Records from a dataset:
- - -

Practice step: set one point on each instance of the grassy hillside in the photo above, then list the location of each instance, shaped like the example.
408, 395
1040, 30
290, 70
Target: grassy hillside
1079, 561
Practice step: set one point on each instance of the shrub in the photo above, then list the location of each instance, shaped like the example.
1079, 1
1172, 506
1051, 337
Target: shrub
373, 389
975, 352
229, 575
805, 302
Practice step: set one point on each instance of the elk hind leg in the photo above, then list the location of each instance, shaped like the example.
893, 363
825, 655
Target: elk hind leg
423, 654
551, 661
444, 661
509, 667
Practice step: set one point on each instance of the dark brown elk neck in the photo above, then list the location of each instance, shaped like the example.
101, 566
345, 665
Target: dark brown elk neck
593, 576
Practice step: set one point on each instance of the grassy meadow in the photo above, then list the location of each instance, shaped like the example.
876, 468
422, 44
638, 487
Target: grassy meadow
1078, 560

- - -

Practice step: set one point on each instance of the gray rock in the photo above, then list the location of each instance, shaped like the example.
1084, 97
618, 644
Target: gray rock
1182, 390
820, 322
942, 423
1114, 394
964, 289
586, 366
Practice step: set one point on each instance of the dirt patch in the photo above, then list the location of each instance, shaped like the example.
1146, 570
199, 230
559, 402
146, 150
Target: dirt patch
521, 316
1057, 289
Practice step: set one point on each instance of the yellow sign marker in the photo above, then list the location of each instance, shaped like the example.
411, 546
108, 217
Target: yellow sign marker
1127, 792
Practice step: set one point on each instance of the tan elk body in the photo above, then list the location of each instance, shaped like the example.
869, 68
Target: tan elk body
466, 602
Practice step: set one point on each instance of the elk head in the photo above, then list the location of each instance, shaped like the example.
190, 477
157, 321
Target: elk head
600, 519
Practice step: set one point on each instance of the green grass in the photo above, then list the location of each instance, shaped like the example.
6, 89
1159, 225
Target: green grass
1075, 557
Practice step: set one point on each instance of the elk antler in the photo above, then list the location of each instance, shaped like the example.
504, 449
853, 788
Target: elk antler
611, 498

- - -

_Work instructions_
Please find each line in the items above that contains the word "shrub" and copy those lines out.

_Response to this task_
Practice step: set one point on each instance of the shrub in the photo above, then list the location of each instance, shaped like the example.
Target: shrub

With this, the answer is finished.